## Extracted text
Indian Environment Minister clears the way for endorsement of “Delhi Consensus” at International Tiger Forum in St. Petersburg
Jairam Ramesh to present newly agreed Global Tiger Recovery Program in a show of TRC Ownership
Laying the final bricks on the road to the “Tiger Summit” in St. Petersburg, November 21-24, delegates from tiger range countries (TRCs) hashed out the final substantive issues of the Global Tiger Recovery Program (GTRP) in Delhi at a finalization workshop in late October. The document is the basis for the recovery of the wild tiger and its habitat and doubling of current populations by 2022, and will be presented at the International Tiger Forum by Indian Environment Minister Jairam Ramesh.
Governments of the tiger range countries reached a “consensus on conservation, finalizing both the Global Tiger Recovery Program document and the St. Petersburg Declaration, which will be signed by heads of governments in attendance.

## Short exercise A
Answer these questions from the article on the Tiger Summit, one line each:
(i) On what dates is the Tiger Summit in St. Petersburg held?
(ii) By what year does the recovery program aim to double current tiger populations?
(iii) Which document will be signed by heads of governments in attendance?

## Input rows
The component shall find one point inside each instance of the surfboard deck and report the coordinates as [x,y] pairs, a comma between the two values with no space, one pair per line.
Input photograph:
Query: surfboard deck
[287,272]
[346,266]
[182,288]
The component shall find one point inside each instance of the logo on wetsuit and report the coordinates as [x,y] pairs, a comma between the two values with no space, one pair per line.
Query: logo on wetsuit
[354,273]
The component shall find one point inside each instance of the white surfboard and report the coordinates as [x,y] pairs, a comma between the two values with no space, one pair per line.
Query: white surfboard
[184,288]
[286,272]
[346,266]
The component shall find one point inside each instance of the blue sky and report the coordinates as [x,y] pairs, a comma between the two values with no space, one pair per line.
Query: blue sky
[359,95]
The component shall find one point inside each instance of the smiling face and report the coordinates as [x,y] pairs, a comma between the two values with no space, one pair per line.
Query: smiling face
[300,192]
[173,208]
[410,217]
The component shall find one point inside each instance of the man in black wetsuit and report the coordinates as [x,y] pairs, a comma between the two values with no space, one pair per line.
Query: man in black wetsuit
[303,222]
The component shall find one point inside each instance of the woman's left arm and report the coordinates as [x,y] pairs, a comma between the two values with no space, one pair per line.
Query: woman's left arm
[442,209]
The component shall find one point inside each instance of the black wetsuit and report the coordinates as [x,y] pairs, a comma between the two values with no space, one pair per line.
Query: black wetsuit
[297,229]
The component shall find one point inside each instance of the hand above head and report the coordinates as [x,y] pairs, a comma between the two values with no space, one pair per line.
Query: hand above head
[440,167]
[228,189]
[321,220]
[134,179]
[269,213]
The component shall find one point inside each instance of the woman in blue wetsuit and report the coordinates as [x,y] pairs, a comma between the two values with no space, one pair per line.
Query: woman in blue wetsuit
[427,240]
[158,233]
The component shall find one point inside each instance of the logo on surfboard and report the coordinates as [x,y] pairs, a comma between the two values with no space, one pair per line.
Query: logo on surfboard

## Short exercise B
Reproduce only the rows, beginning with the line that contains "instance of the man" and continuing through the last line of the rows, with "component" replaced by "module" and everything else left unchanged.

## Correct answer A
(i) November 21-24
(ii) 2022
(iii) The St. Petersburg Declaration

## Correct answer B
The module shall find one point inside each instance of the man in black wetsuit and report the coordinates as [x,y] pairs, a comma between the two values with no space, one pair per line.
Query: man in black wetsuit
[303,222]
The module shall find one point inside each instance of the woman's left arm and report the coordinates as [x,y] pairs, a comma between the two values with no space, one pair per line.
Query: woman's left arm
[442,209]
The module shall find one point inside each instance of the black wetsuit and report the coordinates as [x,y] pairs, a comma between the two values with no space, one pair per line.
Query: black wetsuit
[297,229]
The module shall find one point inside each instance of the hand above head and report the coordinates as [x,y] pairs, a comma between the two values with no space, one pair per line.
Query: hand above head
[440,167]
[228,189]
[321,220]
[134,179]
[269,213]
The module shall find one point inside each instance of the woman in blue wetsuit and report the coordinates as [x,y] pairs, a comma between the two values with no space, one pair per line.
Query: woman in blue wetsuit
[427,240]
[158,233]
The module shall find one point inside each instance of the logo on surfboard and report the coordinates as [x,y] pairs, a comma between the two values with no space, one pair per line.
Query: logo on surfboard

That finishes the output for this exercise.